Fueron hombres profundamente tristes. Pero mientras Casal cultivó su melancolía innata, Darío se sobrepuso a ella, relegándola a lo más hondo, y solo asomó a su verso ocasionalmente («¿No oyes caer las gotas de mi melancolía?»). Pero ya habrá oportunidad de perfilar las antítesis de temperamento, dentro de las muchas analogías biográficas.
Aunque las oportunidades de educación no fueron semejantes en uno y otro, Casal y Darío llegaron a un punto en el que, de alguna manera, coincidieron las condiciones a través de las cuales, en disímiles circunstancias, lograron formar su propia personalidad literaria. Tuvo Casal el privilegio de una esmerada educación en el Real Colegio de Belén, donde los jesuitas acogían y preparaban a los vástagos de la burguesía insular. El grado de bachiller, en 1880, le liberó del largo internado, cuyos últimos años transcurrieron en circunstancias difíciles, debido a los severos quebrantos de fortuna de su padre; por esa misma causa, se vio forzado a interrumpir estudios de Derecho que había matriculado en la Universidad de La Habana.

◆ Material proporcionado:

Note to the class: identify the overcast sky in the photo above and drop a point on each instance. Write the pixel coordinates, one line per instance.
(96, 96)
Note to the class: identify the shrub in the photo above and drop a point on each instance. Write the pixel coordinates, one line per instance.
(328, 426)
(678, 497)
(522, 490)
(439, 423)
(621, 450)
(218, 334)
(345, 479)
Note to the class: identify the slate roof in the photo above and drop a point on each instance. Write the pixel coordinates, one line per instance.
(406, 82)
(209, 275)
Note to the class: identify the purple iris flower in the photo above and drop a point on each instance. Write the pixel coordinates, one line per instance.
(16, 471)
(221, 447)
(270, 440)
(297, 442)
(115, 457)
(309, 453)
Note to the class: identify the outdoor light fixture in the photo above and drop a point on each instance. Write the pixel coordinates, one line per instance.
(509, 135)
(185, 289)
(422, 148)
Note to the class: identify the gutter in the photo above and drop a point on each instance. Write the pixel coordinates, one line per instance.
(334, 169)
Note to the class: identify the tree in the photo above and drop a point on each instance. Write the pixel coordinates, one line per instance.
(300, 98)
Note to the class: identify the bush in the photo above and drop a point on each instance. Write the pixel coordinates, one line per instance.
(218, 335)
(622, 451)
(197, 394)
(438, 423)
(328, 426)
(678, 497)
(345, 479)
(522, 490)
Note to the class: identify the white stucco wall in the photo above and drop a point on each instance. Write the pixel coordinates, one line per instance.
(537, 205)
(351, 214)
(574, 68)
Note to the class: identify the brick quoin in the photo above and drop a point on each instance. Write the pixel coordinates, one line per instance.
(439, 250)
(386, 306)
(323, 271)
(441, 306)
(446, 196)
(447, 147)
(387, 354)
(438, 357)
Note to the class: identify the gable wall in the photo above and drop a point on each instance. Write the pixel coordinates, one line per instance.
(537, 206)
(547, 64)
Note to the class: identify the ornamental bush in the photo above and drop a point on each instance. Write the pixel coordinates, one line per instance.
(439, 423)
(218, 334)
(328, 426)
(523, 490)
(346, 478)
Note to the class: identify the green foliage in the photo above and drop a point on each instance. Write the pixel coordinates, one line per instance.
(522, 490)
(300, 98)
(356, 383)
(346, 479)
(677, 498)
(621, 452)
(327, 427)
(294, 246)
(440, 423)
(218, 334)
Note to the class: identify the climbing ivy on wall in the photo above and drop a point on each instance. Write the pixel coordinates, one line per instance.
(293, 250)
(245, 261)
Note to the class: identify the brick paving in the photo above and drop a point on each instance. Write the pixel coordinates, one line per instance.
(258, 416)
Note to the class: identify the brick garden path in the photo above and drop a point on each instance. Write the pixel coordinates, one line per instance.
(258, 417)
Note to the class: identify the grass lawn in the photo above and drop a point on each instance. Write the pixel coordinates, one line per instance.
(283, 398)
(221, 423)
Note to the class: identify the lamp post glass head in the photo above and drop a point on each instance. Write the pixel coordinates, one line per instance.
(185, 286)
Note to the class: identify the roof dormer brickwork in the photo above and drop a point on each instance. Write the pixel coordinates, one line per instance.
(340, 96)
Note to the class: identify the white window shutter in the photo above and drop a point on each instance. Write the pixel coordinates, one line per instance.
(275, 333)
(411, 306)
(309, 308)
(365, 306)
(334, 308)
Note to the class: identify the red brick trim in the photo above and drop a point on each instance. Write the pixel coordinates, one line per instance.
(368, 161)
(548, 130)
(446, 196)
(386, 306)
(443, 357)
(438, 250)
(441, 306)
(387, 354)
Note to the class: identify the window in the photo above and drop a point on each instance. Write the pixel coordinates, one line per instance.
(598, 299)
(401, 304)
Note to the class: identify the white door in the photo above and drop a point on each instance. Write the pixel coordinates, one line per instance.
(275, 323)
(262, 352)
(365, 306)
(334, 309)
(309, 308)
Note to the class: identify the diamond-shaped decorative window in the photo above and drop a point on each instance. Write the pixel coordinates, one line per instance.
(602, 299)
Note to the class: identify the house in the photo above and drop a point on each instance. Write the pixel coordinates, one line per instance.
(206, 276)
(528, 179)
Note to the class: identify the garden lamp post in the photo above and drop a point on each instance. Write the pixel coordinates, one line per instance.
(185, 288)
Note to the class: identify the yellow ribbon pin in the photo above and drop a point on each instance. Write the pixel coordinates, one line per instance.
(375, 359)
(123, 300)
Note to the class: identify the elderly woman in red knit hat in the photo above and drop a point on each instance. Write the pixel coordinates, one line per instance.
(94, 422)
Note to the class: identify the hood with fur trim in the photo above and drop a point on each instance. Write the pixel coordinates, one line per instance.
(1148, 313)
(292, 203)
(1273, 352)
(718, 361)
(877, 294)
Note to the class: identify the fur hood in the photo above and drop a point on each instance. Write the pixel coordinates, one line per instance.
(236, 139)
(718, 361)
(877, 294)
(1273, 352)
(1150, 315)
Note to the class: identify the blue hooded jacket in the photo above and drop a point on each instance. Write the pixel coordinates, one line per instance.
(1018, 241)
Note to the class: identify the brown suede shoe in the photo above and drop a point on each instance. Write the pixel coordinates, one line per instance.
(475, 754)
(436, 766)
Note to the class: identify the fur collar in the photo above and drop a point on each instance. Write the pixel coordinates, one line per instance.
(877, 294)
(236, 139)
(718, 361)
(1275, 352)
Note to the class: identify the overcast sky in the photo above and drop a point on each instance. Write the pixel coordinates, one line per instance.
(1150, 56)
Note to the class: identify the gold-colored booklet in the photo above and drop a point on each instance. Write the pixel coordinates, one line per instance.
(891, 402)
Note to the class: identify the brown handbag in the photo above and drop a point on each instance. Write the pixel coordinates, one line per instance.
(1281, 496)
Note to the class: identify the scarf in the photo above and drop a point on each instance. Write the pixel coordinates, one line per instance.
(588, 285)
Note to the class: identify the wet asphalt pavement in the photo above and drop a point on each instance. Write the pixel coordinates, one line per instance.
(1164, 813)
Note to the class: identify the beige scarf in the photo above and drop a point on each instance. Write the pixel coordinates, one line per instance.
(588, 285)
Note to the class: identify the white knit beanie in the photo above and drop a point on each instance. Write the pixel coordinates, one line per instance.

◆ Tareas del ejercicio:
- A) Escribe tal cual, del fragmento sobre Casal y Darío, todo lo que va desde "Fueron hombres profundamente" hasta "muchas analogías biográficas.".
- B) Entrega como lista JSON de cadenas las filas que van desde la línea que contiene "Note to the class: identify the brown handbag" hasta el final de las filas, ambos extremos incluidos, con una cadena por línea y sin las líneas en blanco.
El fragmento y las filas son materiales aparte, sin relación entre sí.

◆ Respuestas por tarea:
- A)
Fueron hombres profundamente tristes. Pero mientras Casal cultivó su melancolía innata, Darío se sobrepuso a ella, relegándola a lo más hondo, y solo asomó a su verso ocasionalmente («¿No oyes caer las gotas de mi melancolía?»). Pero ya habrá oportunidad de perfilar las antítesis de temperamento, dentro de las muchas analogías biográficas.

- B)
[
  "Note to the class: identify the brown handbag in the photo above and drop a point on each instance. Write the pixel coordinates, one line per instance.",
  "(1281, 496)",
  "Note to the class: identify the scarf in the photo above and drop a point on each instance. Write the pixel coordinates, one line per instance.",
  "(588, 285)",
  "Note to the class: identify the wet asphalt pavement in the photo above and drop a point on each instance. Write the pixel coordinates, one line per instance.",
  "(1164, 813)",
  "Note to the class: identify the beige scarf in the photo above and drop a point on each instance. Write the pixel coordinates, one line per instance.",
  "(588, 285)",
  "Note to the class: identify the white knit beanie in the photo above and drop a point on each instance. Write the pixel coordinates, one line per instance."
]